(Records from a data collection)
'''

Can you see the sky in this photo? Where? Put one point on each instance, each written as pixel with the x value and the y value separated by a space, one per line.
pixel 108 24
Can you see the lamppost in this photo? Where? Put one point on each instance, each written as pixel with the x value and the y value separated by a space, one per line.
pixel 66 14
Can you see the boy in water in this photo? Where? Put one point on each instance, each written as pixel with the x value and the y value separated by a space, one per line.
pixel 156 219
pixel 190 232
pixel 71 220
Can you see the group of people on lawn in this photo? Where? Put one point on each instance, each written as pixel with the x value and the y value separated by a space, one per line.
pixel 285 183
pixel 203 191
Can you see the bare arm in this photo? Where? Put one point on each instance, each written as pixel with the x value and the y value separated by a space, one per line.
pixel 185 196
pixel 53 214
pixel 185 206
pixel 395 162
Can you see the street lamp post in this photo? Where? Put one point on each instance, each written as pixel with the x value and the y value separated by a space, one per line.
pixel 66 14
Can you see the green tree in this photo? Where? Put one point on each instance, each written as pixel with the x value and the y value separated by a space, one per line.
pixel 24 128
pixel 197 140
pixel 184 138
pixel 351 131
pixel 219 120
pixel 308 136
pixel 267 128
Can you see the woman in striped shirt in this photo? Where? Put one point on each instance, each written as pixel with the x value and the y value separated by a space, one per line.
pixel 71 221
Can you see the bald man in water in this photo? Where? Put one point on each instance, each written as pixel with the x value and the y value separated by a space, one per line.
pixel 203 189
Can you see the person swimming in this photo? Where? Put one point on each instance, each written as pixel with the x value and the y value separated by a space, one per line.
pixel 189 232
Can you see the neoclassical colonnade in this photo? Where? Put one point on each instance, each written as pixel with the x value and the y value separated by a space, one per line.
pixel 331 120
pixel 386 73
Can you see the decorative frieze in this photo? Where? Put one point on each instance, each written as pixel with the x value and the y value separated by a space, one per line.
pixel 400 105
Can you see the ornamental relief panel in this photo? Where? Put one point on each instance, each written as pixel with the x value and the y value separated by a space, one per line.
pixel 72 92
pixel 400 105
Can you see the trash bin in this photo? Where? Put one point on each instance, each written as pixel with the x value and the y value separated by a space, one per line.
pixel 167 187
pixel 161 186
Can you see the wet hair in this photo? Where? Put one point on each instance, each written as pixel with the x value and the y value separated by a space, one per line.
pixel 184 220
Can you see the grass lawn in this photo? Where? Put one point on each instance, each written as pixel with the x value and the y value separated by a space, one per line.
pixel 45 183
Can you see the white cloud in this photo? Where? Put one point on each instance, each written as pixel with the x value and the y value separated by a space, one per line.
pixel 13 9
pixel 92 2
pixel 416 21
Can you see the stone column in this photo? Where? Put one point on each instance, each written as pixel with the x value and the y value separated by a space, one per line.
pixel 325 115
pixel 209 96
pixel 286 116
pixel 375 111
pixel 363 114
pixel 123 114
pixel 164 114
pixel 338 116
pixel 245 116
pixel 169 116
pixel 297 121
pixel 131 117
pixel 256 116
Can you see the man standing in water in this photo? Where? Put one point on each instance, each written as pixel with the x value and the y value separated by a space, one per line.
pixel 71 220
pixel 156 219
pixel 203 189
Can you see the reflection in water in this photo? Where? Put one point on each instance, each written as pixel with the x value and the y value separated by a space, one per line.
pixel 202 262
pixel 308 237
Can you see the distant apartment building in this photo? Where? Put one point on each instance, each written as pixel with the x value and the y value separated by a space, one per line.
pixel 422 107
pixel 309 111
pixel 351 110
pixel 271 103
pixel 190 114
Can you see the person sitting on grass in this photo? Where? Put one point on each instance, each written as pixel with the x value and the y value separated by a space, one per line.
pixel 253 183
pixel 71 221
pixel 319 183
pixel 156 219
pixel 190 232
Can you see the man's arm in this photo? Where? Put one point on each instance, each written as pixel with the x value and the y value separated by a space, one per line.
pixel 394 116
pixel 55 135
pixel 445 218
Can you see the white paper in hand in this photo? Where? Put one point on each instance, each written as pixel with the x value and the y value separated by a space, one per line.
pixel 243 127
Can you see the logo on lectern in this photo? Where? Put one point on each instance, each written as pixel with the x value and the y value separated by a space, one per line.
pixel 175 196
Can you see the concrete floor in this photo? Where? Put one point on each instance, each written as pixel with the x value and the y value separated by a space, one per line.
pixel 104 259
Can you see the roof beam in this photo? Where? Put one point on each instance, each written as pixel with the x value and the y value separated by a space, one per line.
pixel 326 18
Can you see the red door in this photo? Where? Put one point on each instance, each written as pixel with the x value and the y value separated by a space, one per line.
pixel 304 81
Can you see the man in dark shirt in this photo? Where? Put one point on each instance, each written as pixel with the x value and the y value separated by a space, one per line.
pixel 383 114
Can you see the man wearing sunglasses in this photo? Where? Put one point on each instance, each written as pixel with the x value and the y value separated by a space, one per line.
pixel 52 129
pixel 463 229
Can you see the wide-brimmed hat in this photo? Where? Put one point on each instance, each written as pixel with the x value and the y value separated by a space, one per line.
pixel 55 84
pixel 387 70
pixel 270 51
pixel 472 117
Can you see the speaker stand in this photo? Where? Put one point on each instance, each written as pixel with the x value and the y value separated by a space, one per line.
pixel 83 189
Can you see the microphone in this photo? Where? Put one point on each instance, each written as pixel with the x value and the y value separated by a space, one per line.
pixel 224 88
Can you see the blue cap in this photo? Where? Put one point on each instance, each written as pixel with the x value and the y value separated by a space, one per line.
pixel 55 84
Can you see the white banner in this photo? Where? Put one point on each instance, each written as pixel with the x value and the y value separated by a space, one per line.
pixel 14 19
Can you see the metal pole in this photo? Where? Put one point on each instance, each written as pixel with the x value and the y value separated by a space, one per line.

'''

## PROBLEM DESCRIPTION
Set the entries down again precisely as they were given.

## EXERCISE RESULT
Can you see the sky in this photo? Where? Put one point on each instance, each written as pixel with the x value and the y value separated by a space, one per line.
pixel 108 24
Can you see the lamppost in this photo? Where? Put one point on each instance, each written as pixel with the x value and the y value separated by a space, one per line.
pixel 66 14
Can you see the boy in water in this photo? Where? Put one point on each instance, each written as pixel with the x value and the y value separated by a space, one per line.
pixel 156 219
pixel 190 232
pixel 71 220
Can you see the group of people on lawn in this photo? Where? Put one point on each instance, each written as pixel with the x value and the y value separated by a space, one per line.
pixel 285 183
pixel 203 191
Can you see the bare arm in this photo? Where? Put one point on each instance, each written as pixel with the x value and the y value separated by a space, one per line.
pixel 185 196
pixel 53 214
pixel 185 206
pixel 395 162
Can you see the street lamp post in this photo? Where? Put one point on each instance, each written as pixel with the x value and the y value separated by a space, one per line.
pixel 66 14
Can you see the green tree in this photo? Where? Put one point on each instance, each written as pixel with the x value and the y value separated by a space, one per line.
pixel 24 128
pixel 197 140
pixel 184 138
pixel 351 131
pixel 219 120
pixel 308 136
pixel 267 128
Can you see the woman in striped shirt in this photo? Where? Put one point on each instance, each written as pixel with the x value and the y value separated by a space, one per line.
pixel 71 221
Can you see the bald man in water in this photo? Where? Put one point on each instance, each written as pixel with the x value and the y value separated by a space, one per line.
pixel 203 189
Can you see the person swimming in this photo? Where? Put one point on each instance, each written as pixel with the x value and the y value separated by a space, one per line.
pixel 189 232
Can you see the neoclassical colonnade in this photo? Where? Put one point on each instance, each written as pixel with the x value and the y value separated by a space, one per line.
pixel 331 120
pixel 386 73
Can you see the decorative frieze in this photo? Where? Put one point on each instance, each written as pixel with the x value and the y value separated by a space, one per line.
pixel 400 105
Can you see the ornamental relief panel in this photo? Where? Put one point on each instance, each written as pixel with the x value and the y value separated by a space, one per line.
pixel 72 92
pixel 400 105
Can you see the trash bin in this photo? Where? Put one point on each instance, each written as pixel with the x value and the y value separated by a space, one per line.
pixel 167 187
pixel 161 186
Can you see the wet hair in this photo? Where? Put one point on each instance, each written as pixel with the x value and the y value separated by a space, one per line.
pixel 184 220
Can you see the grass lawn in this photo? Where? Put one point on each instance, each written as pixel with the x value and the y value separated by a space, one per line.
pixel 45 183
Can you see the white cloud in this photo? Where? Put one point on each instance, each written as pixel with the x value and the y value separated by a space, one per line.
pixel 13 9
pixel 92 2
pixel 416 21
Can you see the stone column in this photo? Where? Put one point on each instance, each written as pixel with the x value and the y value separated by a space, one per line.
pixel 325 115
pixel 209 96
pixel 286 116
pixel 375 111
pixel 363 114
pixel 123 114
pixel 164 114
pixel 338 116
pixel 245 116
pixel 169 116
pixel 297 121
pixel 131 117
pixel 256 116
Can you see the man standing in water in this photo? Where? Put one point on each instance, each written as pixel with the x value and the y value separated by a space, one per line.
pixel 71 220
pixel 156 219
pixel 203 189
Can you see the reflection in water in this photo? Where? Put one point on each instance, each written as pixel with the x value and the y value separated by a space, one per line.
pixel 202 262
pixel 308 237
Can you see the distant apartment building in this photo? Where? Put one point on each instance, each written as pixel with the x value and the y value separated by a space, one per line.
pixel 422 107
pixel 309 111
pixel 351 110
pixel 271 103
pixel 190 114
Can you see the person sitting on grass in this photo? Where? Put one point on each instance, each written as pixel with the x value and the y value separated by a space, one per line.
pixel 253 183
pixel 71 221
pixel 319 183
pixel 156 219
pixel 190 232
Can you see the man's arm in this photo? Where? Put one point on each instance, each written as pixel with the x value and the y value separated by a space, one per line.
pixel 394 116
pixel 55 135
pixel 445 218
Can you see the white paper in hand in this photo? Where? Put one point on each instance, each written as pixel with the x value and the y value separated by a space, one per line.
pixel 243 127
Can you see the logo on lectern in this photo? Where? Put one point on each instance, each written as pixel with the x value and the y value separated by a space, one per line.
pixel 175 196
Can you see the concrete floor in this photo? Where? Put one point on each instance, each written as pixel with the x value and the y value separated by a space, one per line.
pixel 104 259
Can you see the roof beam in this photo? Where? Put one point on each instance, each written as pixel with the x value and the y value separated by a space, one per line.
pixel 326 18
Can you see the red door in this photo? Where? Put one point on each instance, each written as pixel with the x value and the y value separated by a space, one per line.
pixel 304 81
Can you see the man in dark shirt in this photo? Where? Put one point on each instance, each written as pixel with the x value and the y value separated by a space, one per line.
pixel 383 114
Can you see the man wearing sunglasses in this photo? Where? Put one point on each instance, each written as pixel with the x value and the y value separated by a space, one per line.
pixel 52 129
pixel 463 229
Can you see the wide-brimmed hat in this photo? Where? Put one point on each instance, each written as pixel with the x value and the y value separated by a space, one per line.
pixel 55 84
pixel 387 70
pixel 270 51
pixel 472 117
Can you see the speaker stand in this photo? Where? Put one point on each instance, each written as pixel with the x value and the y value separated by a space, one per line.
pixel 83 189
Can you see the microphone in this photo? Where? Put one point on each instance, each written as pixel with the x value and the y value separated by a space, one per line.
pixel 224 88
Can you see the blue cap in this photo? Where? Put one point on each instance, each written as pixel with the x value and the y value separated by a space, one per line.
pixel 55 84
Can you see the white banner in this photo? Where? Put one point on each instance, each written as pixel with the x value and the y value separated by a space, one per line.
pixel 14 19
Can you see the metal pole in this photo? Where? Put one point on each instance, each written as pixel with the x value and the y value separated by a space, one per line.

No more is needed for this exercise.